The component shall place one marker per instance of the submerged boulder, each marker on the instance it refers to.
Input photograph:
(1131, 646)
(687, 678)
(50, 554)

◆ ◆ ◆ ◆ ◆

● **Required task**:
Rescale the material above by repeating all of its lines, requests included, with each coordinate value in the answers multiplied by 2.1 and rounded to the nearest whole number (halves round up).

● **Response to this exercise**:
The component shall place one marker per instance of the submerged boulder, each marker on the instance it refers to.
Input photograph:
(2375, 1357)
(1443, 1424)
(105, 1163)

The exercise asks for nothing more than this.